## TEXT SECTION:
::::::::

I took a breath and divulged. “Canceling our wedding was the single-most heartbreaking and embarrassing decision I have ever had to make,” I said, completing a stitch, “but it was the best decision for us. I didn’t want either one of us to foster resent.”

We talked.

I stitched.

The train snaked north.

And I realized that these three souls, who had grown up in different states, and with different backgrounds, were more than “Instagram friends.” They had transcended beyond my phone and into my life, shaking me and filling my days with cat photos, euphemisms, and bubbly, infectious laughter. We were all still learning about each other, sure, but I realized that they knew more about me than I had previously credited them. They knew what would make me laugh. And they had checked on me during my darker days, when I was tearful and lonely. No, they weren’t “Instagram friends” anymore. They were real people with whom I had built true friendships.













Back in the Signature Room, I stood at a window, numb to the sounds and chatter of nearby tables. One thousand feet below me were the people of the city. I watched them—the locals, the tourists, the transplants—and theorized that there were millions of tiny alternate universes. Most of them were small, I assumed, but could overlap.

::::::::

## STORED DATA:
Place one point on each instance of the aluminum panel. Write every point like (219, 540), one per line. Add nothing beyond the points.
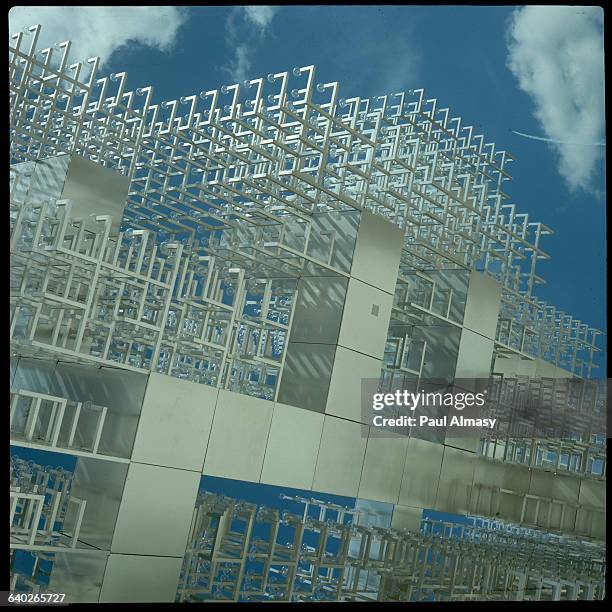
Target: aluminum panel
(293, 446)
(239, 436)
(175, 423)
(456, 481)
(421, 473)
(377, 252)
(383, 467)
(365, 321)
(140, 579)
(344, 397)
(482, 305)
(156, 511)
(341, 457)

::::::::

## USING THE INFORMATION:
1. Answer these from the passage on Instagram friends:
(a) What two words does the narrator use to describe the decision to cancel the wedding?
(b) In which direction did the train travel?
(c) How far below the narrator, standing in the Signature Room, were the people of the city?
2. Carry on the passage on Instagram friends, beginning after "Most of them were small, I assumed, but could overlap."
The records were taken from a separate source.

## ACTIVITY ANSWERS:
1.
(a) Heartbreaking and embarrassing.
(b) North.
(c) One thousand feet.

2.
As I watched the cars below me, I thought about the people in them—some were smoking, I was sure, and others, I imagined, were singing to the radio as they inched up Michigan. I watched the cars stop and go, stop and go, change lanes, and turn west. There were people racing to mid-afternoon meet-ups, and people shuffling shopping bags and packages, and people flagging down taxis which other people were driving, day in and day out, and there were people with headphones and iPhones and hats and scarves and gloves and there was me, forehead pressed against the glass, living my own universe ninety five stories above them.





I turned from the window and returned to the table where Raina, Steven, and nine Chicago Instagrammers were seated. (Lizzy and her sister had opted for pizza.) I sat down and looked, in turn, at everyone. We were of different backgrounds, and of different ethnicities, and of different upbringings. We had different stories, and different music preferences, and different favorite foods and we each had our own reason to be in Chicago that day, that year, that lifetime. Around that table, our worlds kaleidoscoped into the most colorful of Venn Diagrams.

Maybe, to an outsider, we didn’t have much in common. But at that moment, we had the Signature Room. And we had Chicago.